DOCUMENT PASSAGE:
+++++

@@ -348,3 +348,78 @@ Removed Sysctls
---- -------
fs.xfs.xfsbufd_centisec v4.0
fs.xfs.age_buffer_centisecs v4.0
+
+Error handling
+==============
+
+XFS can act differently according to the type of error found
+during its operation. The implementation introduces the following
+concepts to the error handler:
+
+ -failure speed:
+ Defines how fast XFS should shut down when a specific error is found
+ during the filesystem operation. It can shut down immediately, after a
+ defined number of retries, after a set time period, or simply retry
+ forever. The old "retry forever" behavior is still the default, except
+ during unmount, where any IOs retrying due to errors will be cancelled
+ and unmount will be allowed to proceed.
+
+ -error classes:
+ Specifies the subsystem/location of the error handlers, such as
+ metadata or memory allocation. Only metadata IO errors are handled
+ at this time.
+
+ -error handlers:
+ Defines the behavior for a specific error.
+
+The filesystem behavior during an error can be set via sysfs files, Each
+configuration option works independently, the first condition met for a
+specific configuration will cause the filesystem to shut down.

+++++

SHORT EXERCISE A: In one to three sentences, explain how XFS error handling behaves during unmount, based on the XFS documentation.
SHORT EXERCISE B: According to the XFS documentation, which class of errors does the error handler currently handle?
SHORT EXERCISE C: Write a continuation of the XFS error-handling documentation, starting right after its last sentence.
This listing comes from a different source than the XFS documentation.

Coordinate annotation records:
+++++

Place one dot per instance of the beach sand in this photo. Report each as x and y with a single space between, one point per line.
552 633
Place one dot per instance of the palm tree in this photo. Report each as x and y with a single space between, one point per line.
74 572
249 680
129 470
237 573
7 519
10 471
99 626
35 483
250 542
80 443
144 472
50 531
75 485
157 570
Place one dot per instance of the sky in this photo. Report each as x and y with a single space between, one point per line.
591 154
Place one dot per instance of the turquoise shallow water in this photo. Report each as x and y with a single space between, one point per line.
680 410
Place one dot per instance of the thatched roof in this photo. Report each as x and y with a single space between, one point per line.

+++++

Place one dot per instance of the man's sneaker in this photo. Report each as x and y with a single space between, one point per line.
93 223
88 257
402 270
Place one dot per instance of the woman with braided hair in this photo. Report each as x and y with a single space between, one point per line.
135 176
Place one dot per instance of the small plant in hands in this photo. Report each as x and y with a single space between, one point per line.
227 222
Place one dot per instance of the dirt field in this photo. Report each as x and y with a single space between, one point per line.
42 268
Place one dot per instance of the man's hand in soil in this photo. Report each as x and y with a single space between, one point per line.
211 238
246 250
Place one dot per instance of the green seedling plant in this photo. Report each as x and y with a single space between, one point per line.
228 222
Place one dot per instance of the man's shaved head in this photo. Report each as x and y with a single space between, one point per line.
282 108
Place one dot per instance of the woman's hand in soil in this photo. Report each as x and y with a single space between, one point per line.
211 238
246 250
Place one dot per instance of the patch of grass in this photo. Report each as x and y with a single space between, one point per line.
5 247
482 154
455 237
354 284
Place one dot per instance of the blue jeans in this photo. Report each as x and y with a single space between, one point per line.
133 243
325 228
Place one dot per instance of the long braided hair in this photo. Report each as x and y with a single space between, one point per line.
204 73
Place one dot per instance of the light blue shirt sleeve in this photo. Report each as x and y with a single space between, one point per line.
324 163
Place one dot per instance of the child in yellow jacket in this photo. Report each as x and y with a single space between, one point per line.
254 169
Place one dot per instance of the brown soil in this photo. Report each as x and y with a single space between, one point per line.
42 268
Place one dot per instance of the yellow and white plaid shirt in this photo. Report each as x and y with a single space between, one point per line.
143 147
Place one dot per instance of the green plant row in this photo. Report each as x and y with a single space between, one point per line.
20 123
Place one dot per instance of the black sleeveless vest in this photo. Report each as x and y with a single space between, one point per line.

+++++

ANSWER A: Normally XFS keeps the default "retry forever" behavior. During unmount, though, any IOs that are retrying because of errors are cancelled so that unmount can proceed.

ANSWER B: Only metadata IO errors.

ANSWER C:
+
+The configuration files are organized into the following hierarchy:
+
+ /sys/fs/xfs/<dev>/error/<class>/<error>/
+
+Each directory contains:
+
+ /sys/fs/xfs/<dev>/error/
+
+ fail_at_unmount (Min: 0 Default: 1 Max: 1)
+ Defines the global error behavior at unmount time. If set to the
+ default value of 1, XFS will cancel any pending IO retries, shut
+ down, and unmount. If set to 0, pending IO retries may prevent
+ the filesystem from unmounting.
+
+ <class> subdirectories
+ Contains specific error handlers configuration
+ (Ex: /sys/fs/xfs/<dev>/error/metadata, see below).
+
+ /sys/fs/xfs/<dev>/error/<class>/
+
+ Directory containing configuration for a specific error <class>;
+ currently only the "metadata" <class> is implemented.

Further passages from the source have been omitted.